ENTRIES PROVIDED:
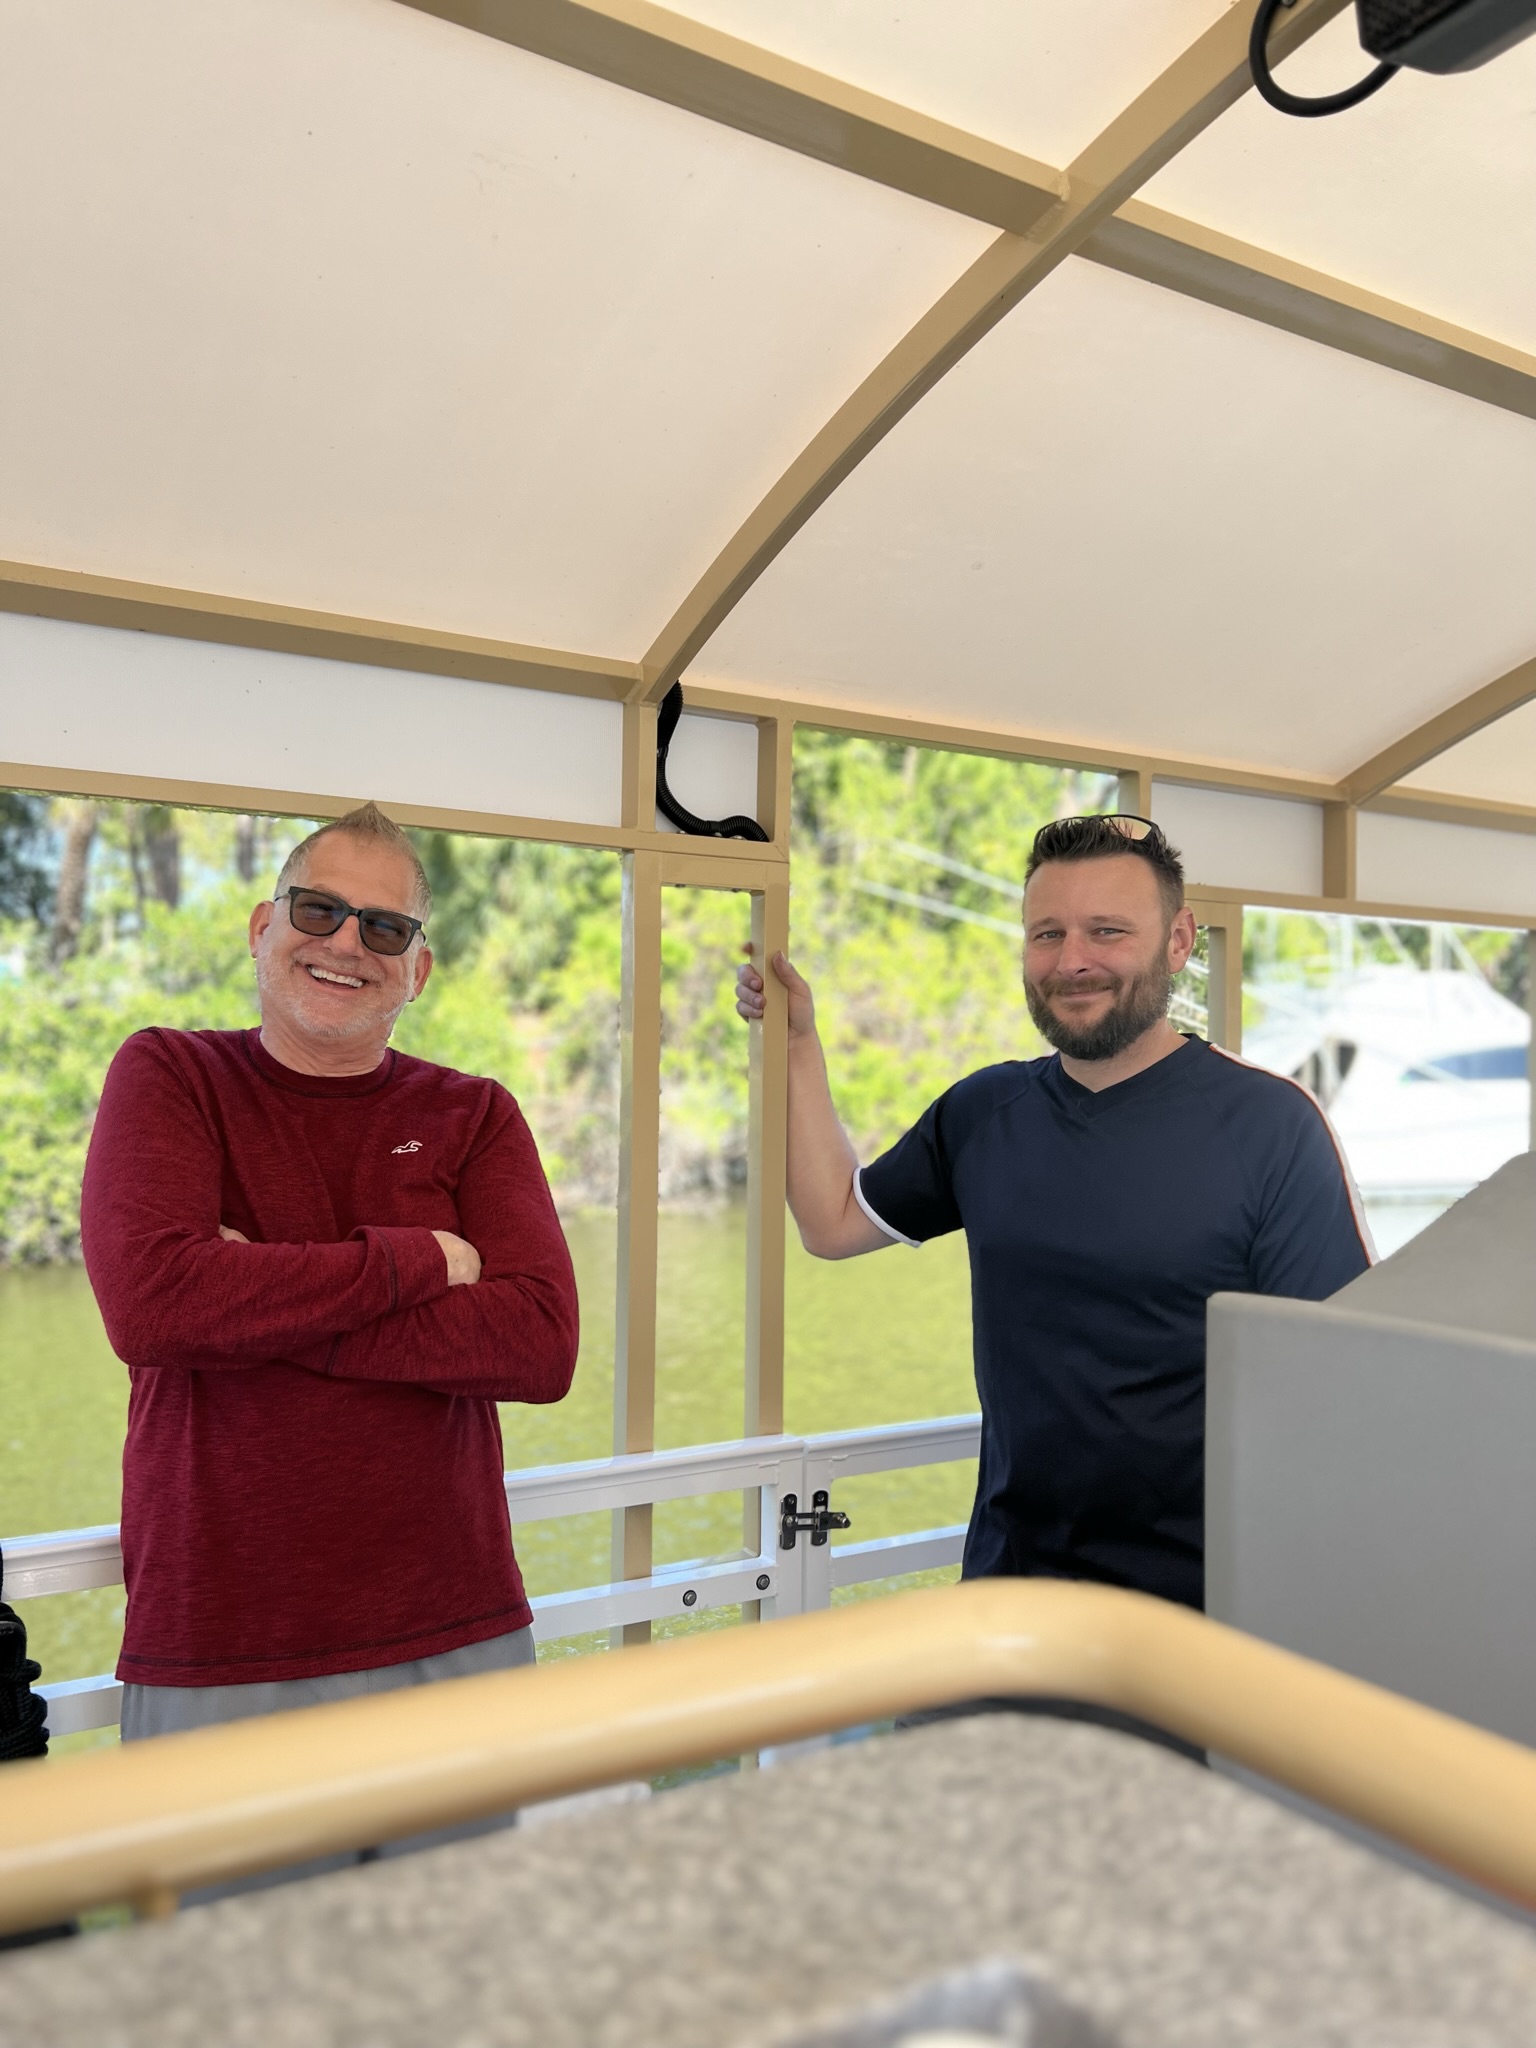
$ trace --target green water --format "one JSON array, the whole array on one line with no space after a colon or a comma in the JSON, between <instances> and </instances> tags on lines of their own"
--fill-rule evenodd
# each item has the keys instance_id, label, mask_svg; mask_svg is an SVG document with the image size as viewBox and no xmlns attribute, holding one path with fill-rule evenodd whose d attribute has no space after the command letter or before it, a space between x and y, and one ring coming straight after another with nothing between
<instances>
[{"instance_id":1,"label":"green water","mask_svg":"<svg viewBox=\"0 0 1536 2048\"><path fill-rule=\"evenodd\" d=\"M660 1219L657 1442L741 1434L746 1228L740 1210ZM615 1232L610 1216L567 1222L582 1302L570 1395L502 1410L509 1466L606 1457L611 1448ZM791 1230L786 1427L797 1435L973 1409L970 1308L959 1237L829 1265ZM74 1529L118 1517L127 1375L78 1267L0 1271L0 1532ZM973 1473L958 1465L853 1480L837 1504L858 1538L965 1518ZM656 1557L724 1555L741 1541L741 1497L663 1502ZM520 1526L531 1593L608 1576L609 1517ZM20 1603L46 1680L110 1670L123 1592L103 1587ZM724 1617L722 1617L724 1618ZM701 1617L709 1621L711 1617Z\"/></svg>"}]
</instances>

EXERCISE DETAILS: Print every line above once more, exactly. Omit the pictures.

FINISHED TASK:
$ trace --target green water --format "one JSON array, the whole array on one line with no space after a colon or a comma in the JSON, between <instances> and </instances> tags on lines of their own"
--fill-rule evenodd
# each item has the keys instance_id, label, mask_svg; mask_svg is an SVG document with the image size as viewBox and no xmlns attribute, holding one path with fill-rule evenodd whose d attribute has no space after the command letter or before it, a space between x and y, and one ring coming straight after another with nothing between
<instances>
[{"instance_id":1,"label":"green water","mask_svg":"<svg viewBox=\"0 0 1536 2048\"><path fill-rule=\"evenodd\" d=\"M660 1219L657 1442L741 1434L746 1228L740 1210ZM615 1232L610 1216L567 1222L582 1302L570 1395L502 1410L509 1466L606 1457L611 1448ZM791 1230L786 1427L797 1435L973 1409L970 1308L959 1237L829 1265ZM74 1529L118 1517L127 1375L78 1267L0 1271L0 1532ZM973 1473L958 1465L853 1480L837 1504L858 1538L965 1518ZM656 1557L724 1555L741 1541L741 1497L663 1502ZM520 1526L531 1593L608 1576L609 1517ZM20 1603L46 1680L110 1670L123 1592L103 1587ZM724 1617L722 1617L724 1618ZM701 1617L709 1621L711 1617Z\"/></svg>"}]
</instances>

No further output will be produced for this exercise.